The task:
Copy out the listing below with "dark rock" switched to "black stone" and nothing else changed. Leave the pictures out.

Extracted records:
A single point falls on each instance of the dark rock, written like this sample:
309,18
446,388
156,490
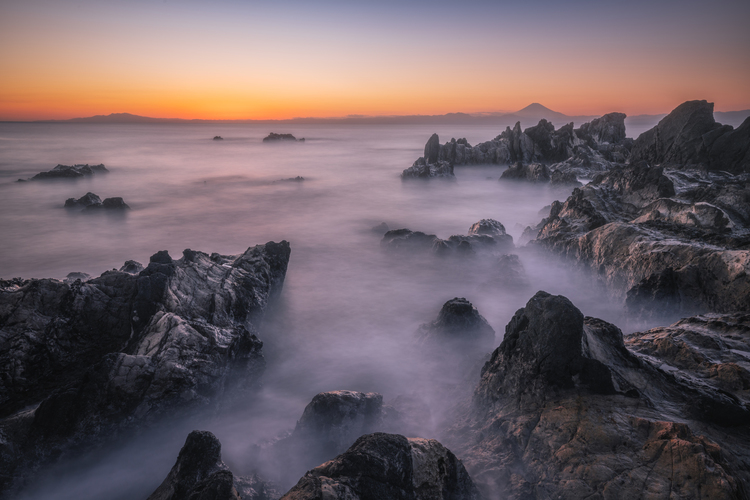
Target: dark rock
458,326
273,137
71,172
199,473
380,466
131,267
83,201
534,172
125,350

Exercise answer:
A single point falls on each instance of the black stone, written like this sample:
309,18
446,388
156,490
Target: black stone
458,326
273,137
71,172
199,473
380,466
131,267
83,201
534,172
125,350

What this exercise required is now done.